→ Task item
After finding the line containing "Give one point for each instance of the mirror" below, please output that line and each following one through the line containing "Give one point for each instance of the light", exactly as written.

→ Source material
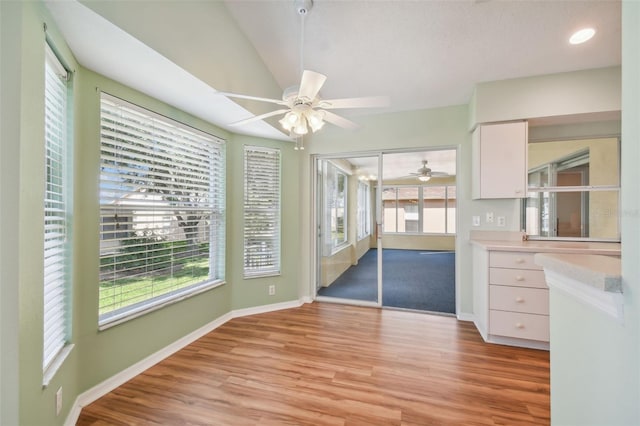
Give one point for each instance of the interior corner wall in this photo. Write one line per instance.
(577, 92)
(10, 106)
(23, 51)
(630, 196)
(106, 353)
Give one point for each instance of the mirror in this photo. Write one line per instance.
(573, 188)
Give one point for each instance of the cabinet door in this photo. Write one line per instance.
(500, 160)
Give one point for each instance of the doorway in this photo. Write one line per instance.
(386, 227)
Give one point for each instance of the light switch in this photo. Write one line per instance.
---
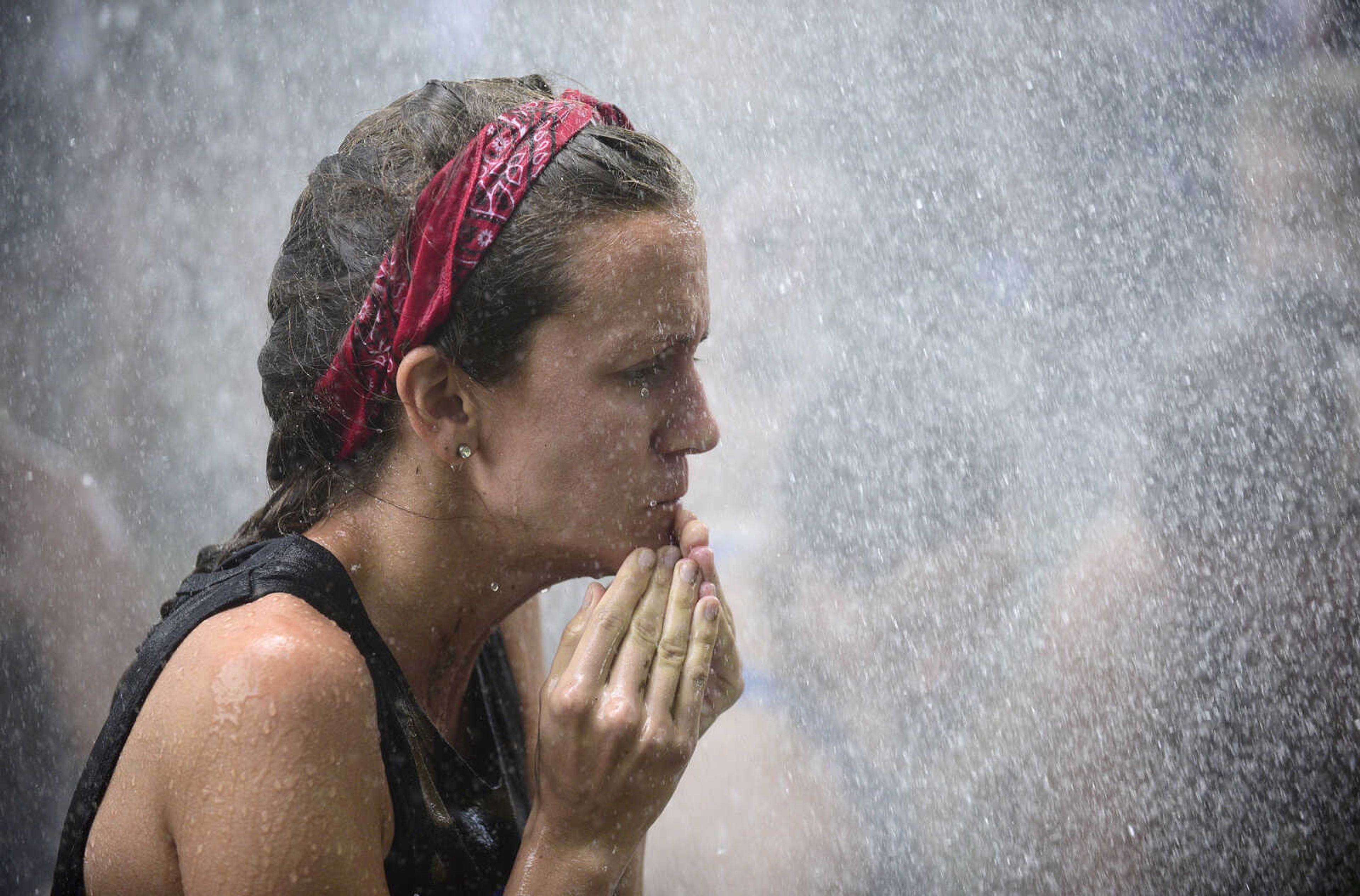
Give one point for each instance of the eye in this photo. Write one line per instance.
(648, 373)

→ Response area
Give one point for each instance of the mirror in this photo. Write one line per instance.
(573, 188)
Give one point for each instance of the cabinet door in this photo. Write one line per instance.
(500, 160)
Give one point for each instance of the doorway in this photo. Write one line per instance.
(386, 227)
Give one point for each instance of the light switch in this photo. Write one line per instance.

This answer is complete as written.